== MATERIAL FOR THIS EXERCISE ==
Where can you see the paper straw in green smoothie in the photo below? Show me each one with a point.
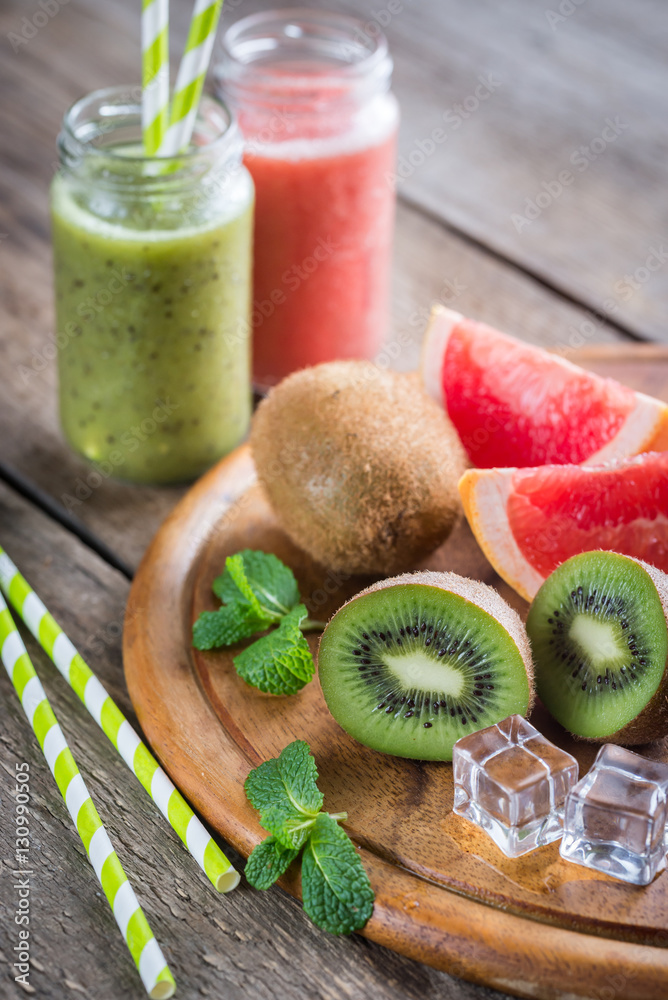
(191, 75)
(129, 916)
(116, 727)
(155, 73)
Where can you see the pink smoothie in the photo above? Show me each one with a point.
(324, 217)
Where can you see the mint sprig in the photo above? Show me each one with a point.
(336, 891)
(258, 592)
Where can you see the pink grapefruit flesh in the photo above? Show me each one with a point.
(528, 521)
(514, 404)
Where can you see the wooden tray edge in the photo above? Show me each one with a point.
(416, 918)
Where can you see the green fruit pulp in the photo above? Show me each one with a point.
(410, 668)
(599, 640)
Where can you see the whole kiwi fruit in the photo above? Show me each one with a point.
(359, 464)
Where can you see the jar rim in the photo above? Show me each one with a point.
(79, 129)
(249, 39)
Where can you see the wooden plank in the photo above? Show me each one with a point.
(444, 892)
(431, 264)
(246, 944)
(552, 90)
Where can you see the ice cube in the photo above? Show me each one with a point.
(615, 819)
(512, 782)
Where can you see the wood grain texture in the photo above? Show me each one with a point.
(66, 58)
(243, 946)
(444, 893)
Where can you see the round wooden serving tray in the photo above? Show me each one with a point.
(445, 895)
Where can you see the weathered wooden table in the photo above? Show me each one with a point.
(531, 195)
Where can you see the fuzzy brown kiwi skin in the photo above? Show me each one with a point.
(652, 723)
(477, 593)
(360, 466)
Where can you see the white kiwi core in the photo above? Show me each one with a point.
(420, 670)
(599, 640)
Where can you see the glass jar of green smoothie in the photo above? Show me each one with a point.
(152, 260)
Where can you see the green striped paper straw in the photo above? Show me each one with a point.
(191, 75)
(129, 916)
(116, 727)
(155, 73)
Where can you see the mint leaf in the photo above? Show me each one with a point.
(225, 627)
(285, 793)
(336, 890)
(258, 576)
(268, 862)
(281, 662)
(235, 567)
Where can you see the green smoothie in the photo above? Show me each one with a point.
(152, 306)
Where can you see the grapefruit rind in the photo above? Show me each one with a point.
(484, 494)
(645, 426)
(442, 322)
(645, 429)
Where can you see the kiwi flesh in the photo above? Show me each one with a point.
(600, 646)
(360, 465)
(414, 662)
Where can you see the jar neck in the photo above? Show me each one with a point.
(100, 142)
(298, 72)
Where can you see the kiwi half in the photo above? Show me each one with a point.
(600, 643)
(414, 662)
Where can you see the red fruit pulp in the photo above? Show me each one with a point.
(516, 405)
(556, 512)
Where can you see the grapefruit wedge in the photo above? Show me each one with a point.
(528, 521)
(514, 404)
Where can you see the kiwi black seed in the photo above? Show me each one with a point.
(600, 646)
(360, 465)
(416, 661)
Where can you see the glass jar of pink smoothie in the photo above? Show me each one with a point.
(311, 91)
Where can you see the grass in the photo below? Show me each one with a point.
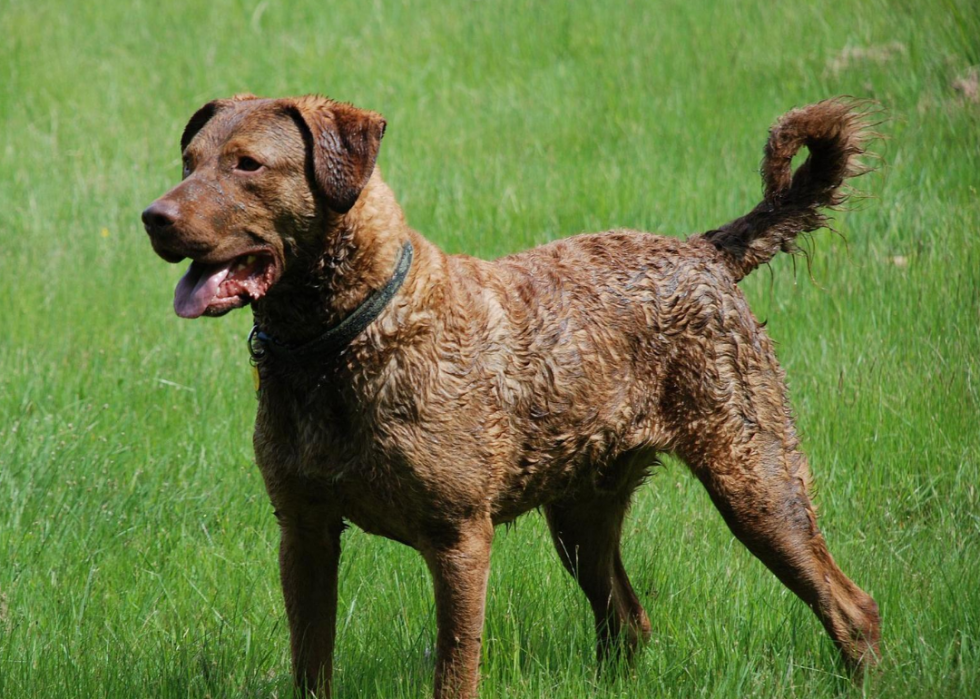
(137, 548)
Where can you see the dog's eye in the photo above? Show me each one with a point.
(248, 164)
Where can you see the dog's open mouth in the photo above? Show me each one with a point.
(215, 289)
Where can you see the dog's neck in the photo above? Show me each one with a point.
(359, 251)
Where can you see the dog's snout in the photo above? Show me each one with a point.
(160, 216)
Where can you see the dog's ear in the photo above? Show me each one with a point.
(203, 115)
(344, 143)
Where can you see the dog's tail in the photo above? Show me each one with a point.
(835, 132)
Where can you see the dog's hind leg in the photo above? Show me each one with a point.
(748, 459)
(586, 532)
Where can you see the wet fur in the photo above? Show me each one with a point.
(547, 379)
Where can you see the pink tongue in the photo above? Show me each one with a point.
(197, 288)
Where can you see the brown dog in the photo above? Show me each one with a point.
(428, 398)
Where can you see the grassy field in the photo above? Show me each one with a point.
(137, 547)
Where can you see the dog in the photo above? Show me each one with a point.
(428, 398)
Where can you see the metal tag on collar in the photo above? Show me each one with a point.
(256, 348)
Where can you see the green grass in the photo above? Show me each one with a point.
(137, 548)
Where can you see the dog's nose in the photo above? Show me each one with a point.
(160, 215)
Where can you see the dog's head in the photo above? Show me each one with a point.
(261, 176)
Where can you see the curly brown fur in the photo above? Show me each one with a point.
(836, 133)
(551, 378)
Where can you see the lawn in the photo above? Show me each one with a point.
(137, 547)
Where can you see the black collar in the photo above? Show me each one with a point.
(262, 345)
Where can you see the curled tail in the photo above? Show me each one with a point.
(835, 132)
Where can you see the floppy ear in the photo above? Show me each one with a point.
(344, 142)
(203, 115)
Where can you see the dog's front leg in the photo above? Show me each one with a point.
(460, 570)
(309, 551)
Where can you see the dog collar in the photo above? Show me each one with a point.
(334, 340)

== WHAT YOU ARE ASKED TO DO ==
The listing above should be returned word for word, with pictures omitted.

== EXERCISE RESULT ==
Where can you see the paper straw in green smoothie in the photo below? Show me each one with a point.
(191, 75)
(129, 916)
(116, 727)
(155, 73)
Where can you see the pink smoothie in the photo above? Show me each one with a point.
(324, 217)
Where can you see the mint sprig in the photo above? Show me each one with a point.
(336, 891)
(258, 592)
Where can you see the pink grapefruit flesh in the photo above? Show me each one with a point.
(528, 521)
(514, 404)
Where can you see the wooden tray edge in the photo above? Show me each one with a point.
(416, 918)
Where can you see the green fruit pulp in the photo above? Show me each one with a point.
(410, 668)
(599, 640)
Where can you see the whole kiwi fruit in the photo above? Show me each one with a point.
(359, 464)
Where can you see the jar rim in the photo above? Show me each one with a point.
(79, 129)
(249, 39)
Where can you see the wooden plank in the photo above? Show me each one with a point.
(444, 892)
(431, 264)
(246, 944)
(552, 90)
Where can you see the ice cube in the photo above? Show me each one with a point.
(615, 819)
(512, 782)
Where can you see the wood grain texture in the photo above? Show me each one with a point.
(66, 58)
(243, 946)
(444, 893)
Where can you see the round wooden serving tray in the photo above? Show me each one with a point.
(445, 895)
Where can you see the weathered wooden table in the photo above? Show me each one with a point.
(531, 195)
Where can you see the fuzzy brown kiwi skin in the photo above? Show me each one with a point.
(652, 723)
(477, 593)
(360, 466)
Where can you see the white kiwi core in the photo above? Show me each one with a point.
(420, 670)
(599, 640)
Where can you see the glass jar of green smoothie in the photo above? Show me each one with a point.
(152, 260)
Where can you see the green striped paper straw in the photo above? Show me each one with a point.
(191, 75)
(129, 916)
(116, 727)
(155, 73)
Where can you see the mint leaf in the photo above? Show me each one with a point.
(225, 627)
(285, 793)
(336, 890)
(258, 576)
(268, 862)
(281, 662)
(235, 567)
Where can you see the green smoothie in the photo above? Show me each one with a point.
(152, 306)
Where can you see the grapefruit rind in the photo above? Show me each one with a point.
(484, 494)
(645, 426)
(442, 322)
(645, 429)
Where can you see the kiwi flesh in the photo above? Show me each one with a point.
(600, 646)
(360, 465)
(414, 662)
Where can you see the jar neck in the photo above? Show me each one with a point.
(100, 142)
(298, 72)
Where can you see the kiwi half in the photo above? Show me each one with a point.
(600, 643)
(414, 662)
Where can you see the red fruit pulp in the photo above? Show me each one with a point.
(516, 405)
(556, 512)
Where can you see the grapefruit wedge in the photo above? Show me each one with a point.
(528, 521)
(514, 404)
Where can you see the kiwi black seed in the photo above? Show me each one with a point.
(600, 646)
(360, 465)
(416, 661)
Where can you see the glass jar of pink smoothie in the photo above? Show me each one with a point.
(311, 91)
Where can you see the grass in the photo below? Show me each one with a point.
(137, 548)
Where can you see the dog's eye in the photo above? Show me each one with a point.
(248, 164)
Where can you see the dog's open mouth in the photo above? Show me each one with a point.
(215, 289)
Where can you see the dog's neck in the photo above? Show me each one with a point.
(359, 251)
Where can you see the dog's snout in the photo above? Show me each one with a point.
(160, 216)
Where can you see the dog's ear in the photo above? Show me each one with a point.
(203, 115)
(344, 143)
Where can you see the dog's tail in the photo above? Show me each one with a point.
(835, 132)
Where can you see the dog's hind leg in the photo above? Show me each one with a point.
(748, 459)
(586, 532)
Where can you see the wet fur in the photo above? Show me each one with a point.
(547, 379)
Where can you see the pink tongue in the photo above? Show me each one with a point.
(197, 288)
Where can you see the brown dog in the photo above? Show me each one with a point.
(428, 398)
Where can you see the grassy field in the photo above? Show me each one with a point.
(137, 547)
Where can you see the dog in the photo above? Show me each one with a point.
(428, 398)
Where can you see the metal tag on collar in the photo above? Show me each one with a point.
(256, 348)
Where can you see the green grass in the photo above? Show me each one with a point.
(137, 548)
Where can you see the dog's nose in the photo above? Show me each one with a point.
(160, 215)
Where can you see the dog's head in the photo above? Show me each one with a point.
(261, 176)
Where can you see the curly brown fur in the photo above? Show me each one with a point.
(836, 133)
(551, 378)
Where can you see the lawn in the photo above? Show me each one with a point.
(137, 547)
Where can you see the black collar in the photo above? Show me each one with a point.
(262, 345)
Where can you see the curled tail in the photo above? Show me each one with a point.
(835, 132)
Where can you see the floppy ear in the photo above? Show me each one with a point.
(344, 142)
(203, 115)
Where can you see the dog's front leg in the photo above? Show me each one with a point.
(460, 570)
(309, 551)
Where can you see the dog collar in the photo above? Show me each one with a point.
(334, 340)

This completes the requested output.